Introducing Codex
A cloud-based software engineering agent that can work on many tasks in parallel, powered by codex-1. Available to ChatGPT Pro, Team, and Enterprise users today, and Plus users soon.

Update on June 3, 2025: Codex is now available to ChatGPT Plus users. We’re also enabling users to provide Codex with internet access during task execution. Please refer to the changelog(opens in a new window) and docs(opens in a new window) for more details.
Today we’re launching a research preview of Codex: a cloud-based software engineering agent that can work on many tasks in parallel. Codex can perform tasks for you such as writing features, answering questions about your codebase, fixing bugs, and proposing pull requests for review; each task runs in its own cloud sandbox environment, preloaded with your repository.
Codex is powered by codex-1, a version of OpenAI o3 optimized for software engineering. It was trained using reinforcement learning on real-world coding tasks in a variety of environments to generate code that closely mirrors human style and PR preferences, adheres precisely to instructions, and can iteratively run tests until it receives a passing result. We’re starting to roll out Codex to ChatGPT Pro, Enterprise, and Team users today, with support for Plus and Edu coming soon.
Today you can access Codex through the sidebar in ChatGPT and assign it new coding tasks by typing a prompt and clicking “Code”. If you want to ask Codex a question about your codebase, click “Ask”. Each task is processed independently in a separate, isolated environment preloaded with your codebase. Codex can read and edit files, as well as run commands including test harnesses, linters, and type checkers. Task completion typically takes between 1 and 30 minutes, depending on complexity, and you can monitor Codex’s progress in real time.

• _PROBLEMS AND TASKS_:
**1.** According to the Codex announcement, what was codex-1 trained on, and what was that training meant to make it do? Answer in one to three sentences.
**2.** Reproduce the Codex announcement word for word, everything from "Update on June" down to "with your repository.".
**3.** Which kinds of commands does the Codex announcement say Codex can run?
The records come from a separate source.

• _Stored items from a collection_:
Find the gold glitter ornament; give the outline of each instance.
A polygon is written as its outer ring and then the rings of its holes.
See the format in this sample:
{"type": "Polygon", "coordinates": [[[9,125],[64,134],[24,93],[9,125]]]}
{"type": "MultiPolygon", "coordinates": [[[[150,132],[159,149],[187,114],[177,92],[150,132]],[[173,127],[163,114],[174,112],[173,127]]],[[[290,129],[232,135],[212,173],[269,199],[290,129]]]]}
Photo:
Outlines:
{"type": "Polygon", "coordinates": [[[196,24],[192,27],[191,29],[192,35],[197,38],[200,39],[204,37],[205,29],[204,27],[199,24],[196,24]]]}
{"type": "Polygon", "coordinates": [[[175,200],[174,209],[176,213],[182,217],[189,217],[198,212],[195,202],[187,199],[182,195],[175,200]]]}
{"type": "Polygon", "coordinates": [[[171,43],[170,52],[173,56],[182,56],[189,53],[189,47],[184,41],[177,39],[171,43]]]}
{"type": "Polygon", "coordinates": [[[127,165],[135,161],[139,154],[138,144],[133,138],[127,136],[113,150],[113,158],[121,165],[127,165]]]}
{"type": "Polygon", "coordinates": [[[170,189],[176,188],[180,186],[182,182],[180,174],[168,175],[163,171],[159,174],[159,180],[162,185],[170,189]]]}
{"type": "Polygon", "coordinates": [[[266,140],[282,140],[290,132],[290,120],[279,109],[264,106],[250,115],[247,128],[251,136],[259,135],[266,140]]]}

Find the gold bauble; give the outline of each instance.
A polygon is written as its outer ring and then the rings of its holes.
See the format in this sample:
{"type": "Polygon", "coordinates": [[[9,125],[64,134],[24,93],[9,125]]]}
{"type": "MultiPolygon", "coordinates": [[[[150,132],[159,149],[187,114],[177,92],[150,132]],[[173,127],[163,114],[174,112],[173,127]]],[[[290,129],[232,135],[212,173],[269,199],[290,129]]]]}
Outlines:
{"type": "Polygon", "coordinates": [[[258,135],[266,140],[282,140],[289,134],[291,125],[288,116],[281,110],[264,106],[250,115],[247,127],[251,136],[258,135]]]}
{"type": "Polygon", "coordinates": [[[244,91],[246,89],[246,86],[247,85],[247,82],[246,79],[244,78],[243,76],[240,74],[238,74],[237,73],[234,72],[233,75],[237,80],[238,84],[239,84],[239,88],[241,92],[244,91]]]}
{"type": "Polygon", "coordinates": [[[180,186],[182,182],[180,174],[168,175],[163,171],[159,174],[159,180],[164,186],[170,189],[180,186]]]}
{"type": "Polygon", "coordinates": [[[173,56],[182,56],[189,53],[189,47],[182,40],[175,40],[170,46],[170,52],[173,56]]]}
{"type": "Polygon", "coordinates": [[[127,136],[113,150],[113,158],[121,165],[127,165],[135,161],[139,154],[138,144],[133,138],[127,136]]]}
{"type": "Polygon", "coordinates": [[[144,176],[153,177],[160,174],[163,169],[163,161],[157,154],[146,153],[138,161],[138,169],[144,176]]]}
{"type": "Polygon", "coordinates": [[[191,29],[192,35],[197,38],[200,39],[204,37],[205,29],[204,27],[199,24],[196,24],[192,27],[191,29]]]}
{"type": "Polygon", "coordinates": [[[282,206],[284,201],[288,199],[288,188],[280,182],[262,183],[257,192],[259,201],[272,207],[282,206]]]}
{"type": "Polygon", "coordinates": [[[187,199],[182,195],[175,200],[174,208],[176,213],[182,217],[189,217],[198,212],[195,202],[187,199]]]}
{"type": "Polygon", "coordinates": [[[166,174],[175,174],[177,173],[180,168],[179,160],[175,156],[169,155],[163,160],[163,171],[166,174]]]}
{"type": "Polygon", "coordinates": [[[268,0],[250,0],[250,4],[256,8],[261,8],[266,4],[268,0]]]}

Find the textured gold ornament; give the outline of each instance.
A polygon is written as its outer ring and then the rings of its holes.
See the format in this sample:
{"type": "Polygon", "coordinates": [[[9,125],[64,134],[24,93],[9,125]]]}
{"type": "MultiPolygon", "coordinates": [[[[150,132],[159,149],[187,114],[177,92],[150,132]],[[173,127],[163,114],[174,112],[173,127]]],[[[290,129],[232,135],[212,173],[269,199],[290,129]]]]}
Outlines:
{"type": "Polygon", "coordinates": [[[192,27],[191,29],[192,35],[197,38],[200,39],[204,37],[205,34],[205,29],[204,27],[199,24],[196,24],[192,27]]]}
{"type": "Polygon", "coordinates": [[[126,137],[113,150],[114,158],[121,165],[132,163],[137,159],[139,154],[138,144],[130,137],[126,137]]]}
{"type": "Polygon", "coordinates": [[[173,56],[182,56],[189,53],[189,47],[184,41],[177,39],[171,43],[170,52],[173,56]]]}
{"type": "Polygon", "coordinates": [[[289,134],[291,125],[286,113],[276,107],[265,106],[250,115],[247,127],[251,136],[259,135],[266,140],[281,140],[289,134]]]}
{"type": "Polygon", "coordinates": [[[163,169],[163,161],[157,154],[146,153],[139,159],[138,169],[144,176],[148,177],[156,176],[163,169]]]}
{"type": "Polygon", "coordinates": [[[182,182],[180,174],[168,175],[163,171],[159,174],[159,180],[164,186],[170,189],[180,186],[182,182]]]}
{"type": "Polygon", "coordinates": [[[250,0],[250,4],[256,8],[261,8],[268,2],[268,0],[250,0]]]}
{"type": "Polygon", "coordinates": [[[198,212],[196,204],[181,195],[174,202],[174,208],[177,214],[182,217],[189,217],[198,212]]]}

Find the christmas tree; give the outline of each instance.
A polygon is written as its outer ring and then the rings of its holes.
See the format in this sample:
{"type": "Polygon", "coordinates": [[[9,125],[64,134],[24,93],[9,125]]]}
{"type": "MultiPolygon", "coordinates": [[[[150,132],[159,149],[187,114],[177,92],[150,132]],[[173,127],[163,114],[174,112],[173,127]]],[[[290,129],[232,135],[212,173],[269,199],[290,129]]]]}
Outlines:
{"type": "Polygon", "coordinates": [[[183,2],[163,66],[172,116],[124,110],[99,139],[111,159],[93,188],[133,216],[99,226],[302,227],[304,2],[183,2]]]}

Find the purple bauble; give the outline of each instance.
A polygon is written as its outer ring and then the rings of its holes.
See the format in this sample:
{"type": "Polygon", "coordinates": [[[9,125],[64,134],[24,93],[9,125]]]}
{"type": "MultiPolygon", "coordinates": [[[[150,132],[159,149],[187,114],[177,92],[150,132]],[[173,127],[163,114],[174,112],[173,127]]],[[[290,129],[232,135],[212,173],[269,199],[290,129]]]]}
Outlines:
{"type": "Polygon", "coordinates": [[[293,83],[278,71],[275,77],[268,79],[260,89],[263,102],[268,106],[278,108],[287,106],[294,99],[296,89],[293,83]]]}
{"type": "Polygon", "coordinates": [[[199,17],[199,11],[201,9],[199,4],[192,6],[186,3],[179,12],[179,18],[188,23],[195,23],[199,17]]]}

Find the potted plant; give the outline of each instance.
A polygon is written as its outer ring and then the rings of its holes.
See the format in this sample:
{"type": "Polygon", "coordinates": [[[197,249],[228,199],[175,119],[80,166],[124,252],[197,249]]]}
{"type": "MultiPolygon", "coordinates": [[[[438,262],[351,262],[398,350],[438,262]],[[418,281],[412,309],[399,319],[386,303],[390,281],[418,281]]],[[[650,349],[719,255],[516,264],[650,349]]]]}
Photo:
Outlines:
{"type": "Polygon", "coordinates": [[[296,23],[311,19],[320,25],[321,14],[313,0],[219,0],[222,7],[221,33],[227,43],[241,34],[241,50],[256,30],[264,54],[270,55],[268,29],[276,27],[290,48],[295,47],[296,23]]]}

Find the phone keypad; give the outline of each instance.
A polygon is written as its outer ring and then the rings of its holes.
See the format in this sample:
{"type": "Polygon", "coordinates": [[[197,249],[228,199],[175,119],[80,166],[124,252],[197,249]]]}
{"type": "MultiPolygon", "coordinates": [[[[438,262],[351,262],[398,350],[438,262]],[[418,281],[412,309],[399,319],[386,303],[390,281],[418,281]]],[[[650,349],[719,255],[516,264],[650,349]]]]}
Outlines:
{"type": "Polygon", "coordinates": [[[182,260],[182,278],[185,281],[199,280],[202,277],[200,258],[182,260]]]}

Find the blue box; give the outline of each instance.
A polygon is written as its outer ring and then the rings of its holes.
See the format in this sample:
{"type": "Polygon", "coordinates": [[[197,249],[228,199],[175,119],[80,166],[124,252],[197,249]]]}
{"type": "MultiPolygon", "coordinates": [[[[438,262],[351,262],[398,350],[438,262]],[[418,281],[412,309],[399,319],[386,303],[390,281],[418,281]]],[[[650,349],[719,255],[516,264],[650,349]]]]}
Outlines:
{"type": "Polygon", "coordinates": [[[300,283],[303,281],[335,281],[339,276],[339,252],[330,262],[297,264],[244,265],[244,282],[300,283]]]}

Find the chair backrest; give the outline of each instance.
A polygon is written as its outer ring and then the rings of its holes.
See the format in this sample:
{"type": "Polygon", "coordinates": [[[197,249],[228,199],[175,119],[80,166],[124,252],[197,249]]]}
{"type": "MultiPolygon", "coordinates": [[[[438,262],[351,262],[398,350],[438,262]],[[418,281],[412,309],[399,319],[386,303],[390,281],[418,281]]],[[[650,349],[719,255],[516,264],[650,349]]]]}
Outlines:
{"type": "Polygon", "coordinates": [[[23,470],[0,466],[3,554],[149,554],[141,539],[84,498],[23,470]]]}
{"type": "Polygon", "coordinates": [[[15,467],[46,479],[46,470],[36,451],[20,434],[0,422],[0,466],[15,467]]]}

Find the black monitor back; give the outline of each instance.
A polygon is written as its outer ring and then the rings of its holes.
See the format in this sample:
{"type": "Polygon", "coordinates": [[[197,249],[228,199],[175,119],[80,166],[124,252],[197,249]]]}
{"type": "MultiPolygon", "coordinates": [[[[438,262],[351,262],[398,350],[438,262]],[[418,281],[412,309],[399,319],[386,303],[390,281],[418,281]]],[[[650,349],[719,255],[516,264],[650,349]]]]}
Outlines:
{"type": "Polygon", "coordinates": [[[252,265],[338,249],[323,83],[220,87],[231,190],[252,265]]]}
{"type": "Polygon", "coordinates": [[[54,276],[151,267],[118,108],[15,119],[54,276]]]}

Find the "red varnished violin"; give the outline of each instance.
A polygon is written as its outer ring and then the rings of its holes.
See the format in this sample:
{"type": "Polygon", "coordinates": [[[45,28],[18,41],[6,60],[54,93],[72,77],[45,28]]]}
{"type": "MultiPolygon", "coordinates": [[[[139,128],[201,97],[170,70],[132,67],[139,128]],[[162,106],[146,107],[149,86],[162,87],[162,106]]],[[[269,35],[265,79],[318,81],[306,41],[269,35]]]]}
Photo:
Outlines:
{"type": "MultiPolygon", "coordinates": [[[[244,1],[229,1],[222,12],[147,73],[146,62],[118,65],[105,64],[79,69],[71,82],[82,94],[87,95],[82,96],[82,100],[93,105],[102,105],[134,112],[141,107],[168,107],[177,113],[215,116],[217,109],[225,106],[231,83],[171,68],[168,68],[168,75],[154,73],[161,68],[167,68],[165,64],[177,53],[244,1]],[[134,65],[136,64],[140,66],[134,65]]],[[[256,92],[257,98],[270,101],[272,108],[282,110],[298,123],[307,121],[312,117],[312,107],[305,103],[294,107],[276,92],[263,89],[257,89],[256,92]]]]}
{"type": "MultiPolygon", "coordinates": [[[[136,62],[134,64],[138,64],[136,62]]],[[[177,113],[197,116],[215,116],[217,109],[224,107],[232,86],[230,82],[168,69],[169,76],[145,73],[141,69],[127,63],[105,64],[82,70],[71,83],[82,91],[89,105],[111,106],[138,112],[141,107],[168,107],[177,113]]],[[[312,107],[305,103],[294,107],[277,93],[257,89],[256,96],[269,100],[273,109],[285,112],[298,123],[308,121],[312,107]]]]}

• _SOLUTIONS TO THE TASKS_:
**1.** codex-1 was trained using reinforcement learning on real-world coding tasks in a variety of environments. The training was meant to make it generate code that closely mirrors human style and PR preferences, adheres precisely to instructions, and can iteratively run tests until it receives a passing result.

**2.**
Update on June 3, 2025: Codex is now available to ChatGPT Plus users. We’re also enabling users to provide Codex with internet access during task execution. Please refer to the changelog(opens in a new window) and docs(opens in a new window) for more details.
Today we’re launching a research preview of Codex: a cloud-based software engineering agent that can work on many tasks in parallel. Codex can perform tasks for you such as writing features, answering questions about your codebase, fixing bugs, and proposing pull requests for review; each task runs in its own cloud sandbox environment, preloaded with your repository.

**3.** Commands including test harnesses, linters, and type checkers.